I recently got my first medal in the APTOS 2019 Blindness Detection competition this past weekend!
I describe my experience here:
I started Kaggle 3 years ago. The only course I had taken was Andrew Ng’s Machine Learning course (which is still a great course for understanding the theory behind machine learning algorithms). However, I had no practical experience doing machine learning. I would just play around with existing kernels and I was struggling to do well in competitions. Eventually, I kind of gave up and just checked in on the Kaggle competitions once in a while to see what was going on in the community.
Then, I saw a kernel using fastai on Kaggle. I had heard about fastai earlier and was interested in taking it and I decided to finally start listening to the lectures. Being quite busy, I only listened to a couple of lectures before the next iteration of the course was release in January. Within a couple months I finished the course. I turned to Kaggle to practice my skills. Using the skills I learned in fastai immediately helped me improve my Kaggle game. For my first competition while taking fastai, the Hisopathological Cancer competition, I was within the top 14%, which was the best I got on Kaggle at the time.
Flash-forward to now, and the skills and techniques I learned helped me get my first medal in a Kaggle competition !
Thanks to @jeremy and the fast.ai team for developing an amazing course and library. And thanks to the community for their support and guidance!

--------------------

__TASK ITEM__.
In the post about the first Kaggle medal, what was the only course the writer had taken when starting Kaggle three years earlier?

--------------------

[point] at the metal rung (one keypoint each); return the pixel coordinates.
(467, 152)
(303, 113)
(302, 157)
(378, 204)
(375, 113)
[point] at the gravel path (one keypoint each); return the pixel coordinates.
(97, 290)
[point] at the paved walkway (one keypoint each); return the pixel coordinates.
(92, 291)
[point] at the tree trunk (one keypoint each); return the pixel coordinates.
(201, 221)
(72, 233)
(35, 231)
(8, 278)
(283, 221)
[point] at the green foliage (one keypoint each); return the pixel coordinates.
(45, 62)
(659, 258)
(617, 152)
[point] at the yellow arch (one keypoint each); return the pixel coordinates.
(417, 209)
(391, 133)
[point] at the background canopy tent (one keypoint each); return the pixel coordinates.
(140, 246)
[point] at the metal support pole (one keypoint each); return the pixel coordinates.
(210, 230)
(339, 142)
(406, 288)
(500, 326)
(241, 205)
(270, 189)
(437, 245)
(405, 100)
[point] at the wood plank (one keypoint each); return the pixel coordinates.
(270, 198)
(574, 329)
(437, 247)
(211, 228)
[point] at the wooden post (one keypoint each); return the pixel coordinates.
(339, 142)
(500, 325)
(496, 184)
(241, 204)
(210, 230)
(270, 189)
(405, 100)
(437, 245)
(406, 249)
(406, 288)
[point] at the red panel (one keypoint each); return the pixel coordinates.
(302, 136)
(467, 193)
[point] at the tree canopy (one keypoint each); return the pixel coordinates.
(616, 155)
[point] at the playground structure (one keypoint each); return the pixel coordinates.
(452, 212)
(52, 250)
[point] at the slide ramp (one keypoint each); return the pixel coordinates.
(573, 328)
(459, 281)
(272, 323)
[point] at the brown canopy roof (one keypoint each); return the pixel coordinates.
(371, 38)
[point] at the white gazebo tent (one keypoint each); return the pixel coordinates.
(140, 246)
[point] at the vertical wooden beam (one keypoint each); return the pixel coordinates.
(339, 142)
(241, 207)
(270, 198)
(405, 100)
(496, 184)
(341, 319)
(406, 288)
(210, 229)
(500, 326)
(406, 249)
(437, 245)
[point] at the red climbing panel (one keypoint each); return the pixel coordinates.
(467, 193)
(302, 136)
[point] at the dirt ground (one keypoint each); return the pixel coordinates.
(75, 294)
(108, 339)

--------------------

__ANSWER SECTION__.
Andrew Ng's Machine Learning course.